## Trecho fornecido

»»

É como voltar pra
casa... Nilze Costa e Silva nasceu em Natal, quarta
filha do casal Adauto e Irene, ele, militar. A
primeira casa da família foi na rua Dragão do Mar,
Praia de Iracema. Quando ela estava com 13 anos,
outra mudança, para o Bairro Ellery. De lá, Nilze
saiu para casar. Vieram, então, outros pedaços da
cidade - Barra do Ceará, Parquelândia, Cocó. De
tantos lugares queridos, ficaram lembranças,
retalhos de ruas, brincadeiras de
criança, quintais, o primeiro beijo, banhos de mar,
as intrigantes figuras marginais, a arquitetura, a
escola de farda grená, mais tarde os filhos. Tanta
coisa. Toda uma vida. Desses percursos, a escritora
compôs seu canto de amor, em formato de crônicas,
contos e poesia. O livro Fortaleza Encantada tem
lançamento hoje, às 19 horas, na Livro Técnico do
Dragão do Mar.
As crônicas, diz a
escritora, começaram a ser feitas "há muitos anos...
As pessoas foram me pedindo", recorda. Desde os anos
90, com Cláudio Pereira à frente da Funcet, para um
caderno literário que celebrava o aniversário de
Fortaleza. Umas crônicas também figuraram em outra
revista temática, na gestão de Barros Pinho. Também
foram publicadas no Jornal da Praia, de Zeno Falcão.

««

## Dados armazenados
»»

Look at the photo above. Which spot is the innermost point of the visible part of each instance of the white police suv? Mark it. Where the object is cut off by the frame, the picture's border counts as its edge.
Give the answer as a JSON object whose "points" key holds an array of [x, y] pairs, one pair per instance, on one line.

««

## Requisitos das tarefas
- A) Segundo o trecho fornecido, em que rua ficava a primeira casa da família de Nilze Costa e Silva?
- B) Resuma o trecho fornecido em duas frases.
Os dados não têm relação com o trecho fornecido.

## Respostas do exercício
- A) Na rua Dragão do Mar, na Praia de Iracema.

- B) Nilze Costa e Silva, nascida em Natal, morou em lugares como a Praia de Iracema, o Bairro Ellery, a Barra do Ceará, a Parquelândia e o Cocó, e desses percursos compôs crônicas, contos e poesia reunidos no livro Fortaleza Encantada, com lançamento às 19 horas na Livro Técnico do Dragão do Mar. As crônicas começaram a pedido das pessoas e, desde os anos 90, foram publicadas em um caderno literário pelo aniversário de Fortaleza, em outra revista temática e no Jornal da Praia.